Goal of the exercise: Only the lines containing "instance" belong in the answer; find them in the material below.

Dataset records:
****************

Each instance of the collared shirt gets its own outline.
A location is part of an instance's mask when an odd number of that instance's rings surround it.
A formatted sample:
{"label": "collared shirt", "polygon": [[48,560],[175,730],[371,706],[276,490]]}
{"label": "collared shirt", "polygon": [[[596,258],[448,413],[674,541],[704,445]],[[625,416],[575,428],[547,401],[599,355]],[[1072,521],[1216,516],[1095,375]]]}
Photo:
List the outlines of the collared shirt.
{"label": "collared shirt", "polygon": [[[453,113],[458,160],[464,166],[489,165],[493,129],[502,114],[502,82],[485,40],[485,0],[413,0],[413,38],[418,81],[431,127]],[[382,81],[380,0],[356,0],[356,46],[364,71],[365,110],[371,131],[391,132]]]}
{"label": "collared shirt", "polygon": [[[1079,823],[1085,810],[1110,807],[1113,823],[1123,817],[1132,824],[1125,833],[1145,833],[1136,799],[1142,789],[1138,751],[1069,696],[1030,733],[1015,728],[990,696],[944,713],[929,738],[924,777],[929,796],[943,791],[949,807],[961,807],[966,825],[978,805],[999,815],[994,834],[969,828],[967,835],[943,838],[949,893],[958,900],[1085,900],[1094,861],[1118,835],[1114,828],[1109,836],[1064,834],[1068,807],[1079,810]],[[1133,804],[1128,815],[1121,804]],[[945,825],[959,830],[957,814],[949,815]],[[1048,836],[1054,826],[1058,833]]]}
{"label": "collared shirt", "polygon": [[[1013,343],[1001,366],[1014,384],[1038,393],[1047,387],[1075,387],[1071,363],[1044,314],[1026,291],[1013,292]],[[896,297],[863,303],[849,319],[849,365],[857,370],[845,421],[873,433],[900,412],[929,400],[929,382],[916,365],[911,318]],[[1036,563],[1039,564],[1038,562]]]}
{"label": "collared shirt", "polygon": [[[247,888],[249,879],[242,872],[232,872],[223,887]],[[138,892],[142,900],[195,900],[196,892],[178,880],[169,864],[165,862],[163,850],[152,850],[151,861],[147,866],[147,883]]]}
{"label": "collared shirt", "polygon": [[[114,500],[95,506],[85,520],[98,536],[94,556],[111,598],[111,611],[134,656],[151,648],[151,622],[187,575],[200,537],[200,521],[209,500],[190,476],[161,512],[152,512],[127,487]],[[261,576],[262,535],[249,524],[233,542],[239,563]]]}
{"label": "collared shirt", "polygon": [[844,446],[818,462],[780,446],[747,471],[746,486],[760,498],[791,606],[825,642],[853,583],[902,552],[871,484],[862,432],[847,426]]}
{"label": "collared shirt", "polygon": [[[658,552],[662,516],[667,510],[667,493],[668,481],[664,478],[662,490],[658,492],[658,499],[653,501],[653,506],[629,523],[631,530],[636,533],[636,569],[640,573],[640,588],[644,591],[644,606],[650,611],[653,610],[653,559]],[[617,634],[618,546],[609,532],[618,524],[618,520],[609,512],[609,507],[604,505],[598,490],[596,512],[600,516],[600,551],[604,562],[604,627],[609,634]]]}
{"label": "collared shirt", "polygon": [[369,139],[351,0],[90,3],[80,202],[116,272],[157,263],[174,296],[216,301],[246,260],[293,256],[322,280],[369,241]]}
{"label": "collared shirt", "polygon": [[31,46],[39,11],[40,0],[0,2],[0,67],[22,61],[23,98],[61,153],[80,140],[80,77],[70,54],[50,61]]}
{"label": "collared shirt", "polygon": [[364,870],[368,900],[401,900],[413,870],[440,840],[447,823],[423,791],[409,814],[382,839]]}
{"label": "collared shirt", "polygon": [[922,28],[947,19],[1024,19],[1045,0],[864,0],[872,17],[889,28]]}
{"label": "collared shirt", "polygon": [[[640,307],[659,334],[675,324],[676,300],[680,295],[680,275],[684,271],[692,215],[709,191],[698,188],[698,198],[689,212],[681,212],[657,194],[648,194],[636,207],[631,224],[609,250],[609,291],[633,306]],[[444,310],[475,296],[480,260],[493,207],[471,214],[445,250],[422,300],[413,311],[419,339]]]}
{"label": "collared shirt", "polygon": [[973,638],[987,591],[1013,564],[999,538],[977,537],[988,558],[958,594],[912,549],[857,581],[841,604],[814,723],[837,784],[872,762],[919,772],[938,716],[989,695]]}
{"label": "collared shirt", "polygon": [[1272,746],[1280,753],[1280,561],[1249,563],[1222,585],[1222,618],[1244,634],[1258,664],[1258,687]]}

****************

Completed task:
Each instance of the collared shirt gets its own outline.
A location is part of an instance's mask when an odd number of that instance's rings surround it.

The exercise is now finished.